我不太确定您的问题是什么,但这是我发送 JSON 的方式(使用您的数据示例)。
Android / JSON 构建:
JSONObject jo = new JSONObject();
jo.put("action", "par_action");
jo.put("par_1", "1");
jo.put("par_2", "2");
jo.put("par_3", "3");
Android / 发送 JSON:
URL url = new URL("http://domaintoreceive.com/pagetoreceive.php");
HttpClient httpClient = new DefaultHttpClient();
HttpPost httpPost = new HttpPost(url.toURI());
// Prepare JSON to send by setting the entity
httpPost.setEntity(new StringEntity(jo.toString(), "UTF-8"));
// Set up the header types needed to properly transfer JSON
httpPost.setHeader("Content-Type", "application/json");
httpPost.setHeader("Accept-Encoding", "application/json");
httpPost.setHeader("Accept-Language", "en-US");
// Execute POST
response = httpClient.execute(httpPost);
PHP/服务器端:
<?php
if (file_get_contents('php://input')) {
// Get the JSON Array
$json = file_get_contents('php://input');
// Lets parse through the JSON Array and get our individual values
// in the form of an array
$parsedJSON = json_decode($json, true);
// Check to verify keys are set then define local variable,
// or handle however you would normally in PHP.
// If it isn't set we can either define a default value
// ('' in this case) or do something else
$action = (isset($parsedJSON['action'])) ? $parsedJSON['action'] : '';
$par_1 = (isset($parsedJSON['par_1'])) ? $parsedJSON['par_1'] : '';
$par_2 = (isset($parsedJSON['par_2'])) ? $parsedJSON['par_2'] : '';
$par_3 = (isset($parsedJSON['par_3'])) ? $parsedJSON['par_3'] : '';
// Or we could just use the array we have as is
$sql = "UPDATE `table` SET
`par_1` = '" . $parsedJSON['par_1'] . "',
`par_2` = '" . $parsedJSON['par_2'] . "',
`par_3` = '" . $parsedJSON['par_3'] . "'
WHERE `action` = '" . $parsedJSON['action'] . "'";
}

----

书面任务 A.
在这段讲 Android 向 PHP 发送 JSON 的文本中,PHP 服务器端用哪个函数解析收到的 JSON?

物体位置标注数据
----

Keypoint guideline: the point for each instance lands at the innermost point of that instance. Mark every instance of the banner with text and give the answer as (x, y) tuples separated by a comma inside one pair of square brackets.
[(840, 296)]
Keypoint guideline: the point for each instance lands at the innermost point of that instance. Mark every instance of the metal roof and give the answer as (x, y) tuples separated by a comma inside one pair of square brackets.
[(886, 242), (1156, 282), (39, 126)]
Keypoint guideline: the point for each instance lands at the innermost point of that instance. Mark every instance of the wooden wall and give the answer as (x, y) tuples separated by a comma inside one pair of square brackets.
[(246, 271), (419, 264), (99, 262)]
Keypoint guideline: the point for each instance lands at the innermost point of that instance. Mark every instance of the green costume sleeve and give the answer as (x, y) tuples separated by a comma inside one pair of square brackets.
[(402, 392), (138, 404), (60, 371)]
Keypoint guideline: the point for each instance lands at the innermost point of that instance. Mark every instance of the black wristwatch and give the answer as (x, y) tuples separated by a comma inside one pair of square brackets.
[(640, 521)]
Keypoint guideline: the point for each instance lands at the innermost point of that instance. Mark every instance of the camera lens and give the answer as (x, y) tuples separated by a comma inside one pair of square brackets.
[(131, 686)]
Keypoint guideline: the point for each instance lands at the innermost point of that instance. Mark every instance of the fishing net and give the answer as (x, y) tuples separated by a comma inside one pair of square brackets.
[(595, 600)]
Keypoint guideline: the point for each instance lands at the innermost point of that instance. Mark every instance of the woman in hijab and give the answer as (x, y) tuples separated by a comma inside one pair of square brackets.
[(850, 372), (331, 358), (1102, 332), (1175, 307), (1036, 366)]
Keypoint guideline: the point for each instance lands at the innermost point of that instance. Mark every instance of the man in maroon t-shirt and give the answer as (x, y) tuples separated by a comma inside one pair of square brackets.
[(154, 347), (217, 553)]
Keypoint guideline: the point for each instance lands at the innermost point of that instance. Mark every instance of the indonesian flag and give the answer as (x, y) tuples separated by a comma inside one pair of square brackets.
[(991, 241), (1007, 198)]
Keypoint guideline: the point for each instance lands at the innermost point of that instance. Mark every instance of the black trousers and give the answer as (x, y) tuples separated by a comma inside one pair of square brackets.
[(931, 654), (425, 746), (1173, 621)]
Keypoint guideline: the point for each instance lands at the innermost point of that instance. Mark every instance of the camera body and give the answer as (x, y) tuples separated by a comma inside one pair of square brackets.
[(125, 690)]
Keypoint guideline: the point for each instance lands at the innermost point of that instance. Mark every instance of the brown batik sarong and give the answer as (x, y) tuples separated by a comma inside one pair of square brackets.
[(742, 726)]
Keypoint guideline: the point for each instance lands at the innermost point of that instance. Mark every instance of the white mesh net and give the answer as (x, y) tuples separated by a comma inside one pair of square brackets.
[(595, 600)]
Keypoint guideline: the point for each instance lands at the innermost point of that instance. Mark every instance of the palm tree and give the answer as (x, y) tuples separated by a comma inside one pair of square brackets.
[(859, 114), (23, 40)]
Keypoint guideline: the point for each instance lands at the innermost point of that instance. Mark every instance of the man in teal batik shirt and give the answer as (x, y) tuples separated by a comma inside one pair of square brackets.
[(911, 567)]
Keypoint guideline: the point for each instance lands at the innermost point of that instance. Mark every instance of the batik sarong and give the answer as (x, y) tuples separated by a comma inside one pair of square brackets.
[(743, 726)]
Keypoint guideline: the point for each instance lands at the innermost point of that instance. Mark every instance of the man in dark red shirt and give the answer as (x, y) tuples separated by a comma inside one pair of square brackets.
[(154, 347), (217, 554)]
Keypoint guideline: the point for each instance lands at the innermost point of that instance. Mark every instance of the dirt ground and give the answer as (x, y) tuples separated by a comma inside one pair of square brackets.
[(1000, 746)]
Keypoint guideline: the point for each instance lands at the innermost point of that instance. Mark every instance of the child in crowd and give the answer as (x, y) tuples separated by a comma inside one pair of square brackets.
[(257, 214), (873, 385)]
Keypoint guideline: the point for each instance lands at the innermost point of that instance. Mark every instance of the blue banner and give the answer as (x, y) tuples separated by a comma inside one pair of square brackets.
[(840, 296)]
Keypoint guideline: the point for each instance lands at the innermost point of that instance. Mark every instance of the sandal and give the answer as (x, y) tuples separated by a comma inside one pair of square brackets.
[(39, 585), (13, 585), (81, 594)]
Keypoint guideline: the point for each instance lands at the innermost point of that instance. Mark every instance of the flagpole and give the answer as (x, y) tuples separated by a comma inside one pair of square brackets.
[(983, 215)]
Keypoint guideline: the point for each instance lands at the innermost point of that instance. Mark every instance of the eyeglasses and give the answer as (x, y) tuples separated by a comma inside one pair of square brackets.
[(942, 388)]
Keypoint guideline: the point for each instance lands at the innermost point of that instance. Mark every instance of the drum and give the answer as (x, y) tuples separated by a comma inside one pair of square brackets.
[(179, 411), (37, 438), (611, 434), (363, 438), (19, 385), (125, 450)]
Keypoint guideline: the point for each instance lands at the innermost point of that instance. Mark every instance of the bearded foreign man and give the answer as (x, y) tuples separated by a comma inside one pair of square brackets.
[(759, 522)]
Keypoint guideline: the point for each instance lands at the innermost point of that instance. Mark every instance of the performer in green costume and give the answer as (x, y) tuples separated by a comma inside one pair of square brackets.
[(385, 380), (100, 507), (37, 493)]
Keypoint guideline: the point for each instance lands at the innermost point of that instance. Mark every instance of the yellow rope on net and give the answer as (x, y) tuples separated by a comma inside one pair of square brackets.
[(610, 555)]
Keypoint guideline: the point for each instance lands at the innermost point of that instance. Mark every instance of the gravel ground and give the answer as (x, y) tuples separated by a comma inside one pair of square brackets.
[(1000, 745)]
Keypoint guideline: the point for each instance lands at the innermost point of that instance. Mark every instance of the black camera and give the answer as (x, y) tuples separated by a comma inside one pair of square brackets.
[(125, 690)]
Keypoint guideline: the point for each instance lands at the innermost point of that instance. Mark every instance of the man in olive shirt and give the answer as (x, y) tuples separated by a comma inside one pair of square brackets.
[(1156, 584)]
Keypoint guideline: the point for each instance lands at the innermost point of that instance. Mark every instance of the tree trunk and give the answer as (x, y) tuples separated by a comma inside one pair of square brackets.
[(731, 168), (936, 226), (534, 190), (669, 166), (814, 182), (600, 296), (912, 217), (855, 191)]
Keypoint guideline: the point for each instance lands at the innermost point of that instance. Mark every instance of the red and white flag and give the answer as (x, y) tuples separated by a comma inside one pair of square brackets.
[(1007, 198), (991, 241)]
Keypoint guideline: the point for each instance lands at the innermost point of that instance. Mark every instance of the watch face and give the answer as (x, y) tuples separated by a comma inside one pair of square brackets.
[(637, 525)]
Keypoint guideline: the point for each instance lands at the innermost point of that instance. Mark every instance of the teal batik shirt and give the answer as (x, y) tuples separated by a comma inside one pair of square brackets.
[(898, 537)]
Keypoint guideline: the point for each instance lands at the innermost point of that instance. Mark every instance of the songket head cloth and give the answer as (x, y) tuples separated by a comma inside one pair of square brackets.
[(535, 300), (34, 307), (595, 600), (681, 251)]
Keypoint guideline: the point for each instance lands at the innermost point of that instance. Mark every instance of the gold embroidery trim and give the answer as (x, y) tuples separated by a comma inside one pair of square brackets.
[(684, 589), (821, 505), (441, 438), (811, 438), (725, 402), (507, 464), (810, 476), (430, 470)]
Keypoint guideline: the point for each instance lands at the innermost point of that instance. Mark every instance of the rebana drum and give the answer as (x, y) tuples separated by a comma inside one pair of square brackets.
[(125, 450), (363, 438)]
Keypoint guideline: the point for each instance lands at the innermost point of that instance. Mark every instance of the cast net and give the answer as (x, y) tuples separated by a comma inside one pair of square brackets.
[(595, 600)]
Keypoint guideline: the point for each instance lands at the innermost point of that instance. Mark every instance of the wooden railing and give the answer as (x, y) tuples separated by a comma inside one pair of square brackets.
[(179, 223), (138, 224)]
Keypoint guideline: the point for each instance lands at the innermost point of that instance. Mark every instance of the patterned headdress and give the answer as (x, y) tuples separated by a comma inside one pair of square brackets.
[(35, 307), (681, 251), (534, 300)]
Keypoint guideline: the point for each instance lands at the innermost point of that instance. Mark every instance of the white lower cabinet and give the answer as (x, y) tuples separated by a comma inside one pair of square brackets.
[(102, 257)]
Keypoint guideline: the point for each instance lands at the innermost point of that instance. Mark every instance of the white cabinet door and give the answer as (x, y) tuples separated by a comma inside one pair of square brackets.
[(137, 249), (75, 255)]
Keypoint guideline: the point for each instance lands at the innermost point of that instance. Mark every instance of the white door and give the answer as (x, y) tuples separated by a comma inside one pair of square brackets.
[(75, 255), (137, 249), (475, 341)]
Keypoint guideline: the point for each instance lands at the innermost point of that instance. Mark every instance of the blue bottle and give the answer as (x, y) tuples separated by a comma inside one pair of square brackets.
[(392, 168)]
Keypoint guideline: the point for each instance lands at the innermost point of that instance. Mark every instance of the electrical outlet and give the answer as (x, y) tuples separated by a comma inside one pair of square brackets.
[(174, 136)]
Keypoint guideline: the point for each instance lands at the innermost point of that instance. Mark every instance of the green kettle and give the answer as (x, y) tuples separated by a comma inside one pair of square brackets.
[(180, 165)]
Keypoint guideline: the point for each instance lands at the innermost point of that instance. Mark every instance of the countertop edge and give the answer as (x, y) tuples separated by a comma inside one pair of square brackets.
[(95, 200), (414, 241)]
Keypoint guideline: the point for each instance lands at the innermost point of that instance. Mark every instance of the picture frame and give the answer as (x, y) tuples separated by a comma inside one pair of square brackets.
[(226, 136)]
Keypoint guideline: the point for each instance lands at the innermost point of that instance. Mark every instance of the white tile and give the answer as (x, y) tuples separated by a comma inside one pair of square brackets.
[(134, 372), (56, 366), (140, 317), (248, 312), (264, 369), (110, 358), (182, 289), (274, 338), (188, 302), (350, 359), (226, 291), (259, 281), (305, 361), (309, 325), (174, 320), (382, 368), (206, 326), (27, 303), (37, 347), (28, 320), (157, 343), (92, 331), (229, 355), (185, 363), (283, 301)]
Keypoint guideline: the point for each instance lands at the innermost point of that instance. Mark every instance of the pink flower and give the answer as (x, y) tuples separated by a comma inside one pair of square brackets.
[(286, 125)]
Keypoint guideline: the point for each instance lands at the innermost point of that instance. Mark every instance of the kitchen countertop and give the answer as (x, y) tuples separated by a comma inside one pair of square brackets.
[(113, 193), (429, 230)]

----

书面任务 B.
请把记录中从含有“the white door”的那一行一直到含有“[(392, 168)]”的那一行(两端都包括)改写成两列 CSV,列名为“任务”和“取值”。每条请求占一行,其文本和答案各放在一个带引号的字段里,换行改为空格。

完整输出 A.
json_decode

完整输出 B.
任务,取值
"Keypoint guideline: the point for each instance lands at the innermost point of that instance. Mark every instance of the white door and give the answer as (x, y) tuples separated by a comma inside one pair of square brackets.","[(75, 255), (137, 249), (475, 341)]"
"Keypoint guideline: the point for each instance lands at the innermost point of that instance. Mark every instance of the blue bottle and give the answer as (x, y) tuples separated by a comma inside one pair of square brackets.","[(392, 168)]"